*** Entries supplied ***

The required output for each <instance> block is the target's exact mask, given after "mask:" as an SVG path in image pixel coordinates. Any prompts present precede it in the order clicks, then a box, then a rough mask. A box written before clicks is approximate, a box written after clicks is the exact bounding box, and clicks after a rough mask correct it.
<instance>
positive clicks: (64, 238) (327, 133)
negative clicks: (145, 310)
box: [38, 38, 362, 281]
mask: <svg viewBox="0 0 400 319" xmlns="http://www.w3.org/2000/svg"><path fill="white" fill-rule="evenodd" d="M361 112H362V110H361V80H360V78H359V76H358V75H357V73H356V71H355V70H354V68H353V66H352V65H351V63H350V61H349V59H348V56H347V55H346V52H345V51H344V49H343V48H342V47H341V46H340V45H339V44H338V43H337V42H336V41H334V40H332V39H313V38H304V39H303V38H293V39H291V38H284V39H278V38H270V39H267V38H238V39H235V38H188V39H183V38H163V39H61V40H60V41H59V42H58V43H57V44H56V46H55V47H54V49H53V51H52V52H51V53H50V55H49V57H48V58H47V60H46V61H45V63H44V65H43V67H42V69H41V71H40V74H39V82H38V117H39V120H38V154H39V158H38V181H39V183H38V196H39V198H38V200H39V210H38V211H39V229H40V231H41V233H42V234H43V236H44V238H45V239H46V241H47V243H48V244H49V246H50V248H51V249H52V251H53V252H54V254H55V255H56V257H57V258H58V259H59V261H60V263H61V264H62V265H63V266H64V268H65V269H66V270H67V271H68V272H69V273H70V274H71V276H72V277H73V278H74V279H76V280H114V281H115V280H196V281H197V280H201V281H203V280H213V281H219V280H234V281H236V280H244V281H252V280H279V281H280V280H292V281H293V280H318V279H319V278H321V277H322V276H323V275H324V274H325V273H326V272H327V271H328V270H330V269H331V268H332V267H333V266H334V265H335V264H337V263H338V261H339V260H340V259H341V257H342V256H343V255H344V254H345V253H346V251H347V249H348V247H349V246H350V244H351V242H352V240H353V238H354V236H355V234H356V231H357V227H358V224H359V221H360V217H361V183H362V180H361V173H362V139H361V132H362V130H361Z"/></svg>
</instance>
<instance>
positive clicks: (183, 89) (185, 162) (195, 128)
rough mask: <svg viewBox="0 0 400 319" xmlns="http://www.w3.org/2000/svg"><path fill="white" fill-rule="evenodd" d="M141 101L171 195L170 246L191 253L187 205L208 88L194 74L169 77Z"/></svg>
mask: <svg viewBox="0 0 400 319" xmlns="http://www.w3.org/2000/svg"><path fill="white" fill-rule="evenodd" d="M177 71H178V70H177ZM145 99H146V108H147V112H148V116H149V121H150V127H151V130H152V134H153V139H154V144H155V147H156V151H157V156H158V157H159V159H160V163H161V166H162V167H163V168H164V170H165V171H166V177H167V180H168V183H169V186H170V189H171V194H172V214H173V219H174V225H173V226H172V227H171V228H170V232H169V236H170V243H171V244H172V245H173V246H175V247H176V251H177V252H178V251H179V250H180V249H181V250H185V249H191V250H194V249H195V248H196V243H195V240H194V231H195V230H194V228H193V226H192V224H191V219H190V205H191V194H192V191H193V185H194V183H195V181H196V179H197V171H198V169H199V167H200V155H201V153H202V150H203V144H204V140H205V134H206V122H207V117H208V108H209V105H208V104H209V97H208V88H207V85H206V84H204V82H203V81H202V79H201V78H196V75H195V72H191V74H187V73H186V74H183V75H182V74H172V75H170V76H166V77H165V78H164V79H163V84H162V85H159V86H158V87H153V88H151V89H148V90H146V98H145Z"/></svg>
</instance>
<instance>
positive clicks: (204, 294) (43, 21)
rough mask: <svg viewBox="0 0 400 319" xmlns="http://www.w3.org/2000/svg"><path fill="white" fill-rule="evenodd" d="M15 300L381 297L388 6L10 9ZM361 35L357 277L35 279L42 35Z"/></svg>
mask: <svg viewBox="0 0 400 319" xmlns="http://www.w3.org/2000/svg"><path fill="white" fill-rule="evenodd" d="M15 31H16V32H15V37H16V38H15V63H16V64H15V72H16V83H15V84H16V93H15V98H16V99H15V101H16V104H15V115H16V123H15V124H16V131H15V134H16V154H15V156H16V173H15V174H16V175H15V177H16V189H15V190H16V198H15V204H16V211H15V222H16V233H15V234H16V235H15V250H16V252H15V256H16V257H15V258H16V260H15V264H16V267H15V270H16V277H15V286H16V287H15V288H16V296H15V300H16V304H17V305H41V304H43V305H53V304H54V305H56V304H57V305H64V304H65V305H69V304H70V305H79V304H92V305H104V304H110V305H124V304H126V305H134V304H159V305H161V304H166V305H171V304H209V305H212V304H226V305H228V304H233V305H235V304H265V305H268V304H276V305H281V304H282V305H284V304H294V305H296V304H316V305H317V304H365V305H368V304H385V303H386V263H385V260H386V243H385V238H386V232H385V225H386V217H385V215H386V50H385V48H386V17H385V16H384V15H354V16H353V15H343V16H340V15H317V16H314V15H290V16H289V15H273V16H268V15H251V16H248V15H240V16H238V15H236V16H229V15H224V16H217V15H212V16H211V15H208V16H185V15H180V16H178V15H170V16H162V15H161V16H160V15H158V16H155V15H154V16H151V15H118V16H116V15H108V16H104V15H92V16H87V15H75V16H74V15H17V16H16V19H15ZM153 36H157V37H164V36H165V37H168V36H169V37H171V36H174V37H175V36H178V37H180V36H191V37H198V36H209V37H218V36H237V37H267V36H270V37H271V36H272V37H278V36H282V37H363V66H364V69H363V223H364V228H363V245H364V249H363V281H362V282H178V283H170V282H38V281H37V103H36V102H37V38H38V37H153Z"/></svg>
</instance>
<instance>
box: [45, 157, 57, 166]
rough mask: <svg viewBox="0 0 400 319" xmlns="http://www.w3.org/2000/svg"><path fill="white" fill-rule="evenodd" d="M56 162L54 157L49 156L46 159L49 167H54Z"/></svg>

*** End of Entries supplied ***

== Exercise description ==
Scan the listing above, and wherever a line holds the string "clicks", copy that line.

== Answer below ==
The required output for each <instance> block is the target's exact mask, given after "mask:" as an SVG path in image pixel coordinates. Any prompts present precede it in the order clicks, then a box, then a rough mask. A box written before clicks is approximate, a box written after clicks is the exact bounding box, and clicks after a rough mask correct it.
positive clicks: (64, 238) (327, 133)
negative clicks: (145, 310)
positive clicks: (183, 89) (185, 162) (195, 128)
positive clicks: (204, 294) (43, 21)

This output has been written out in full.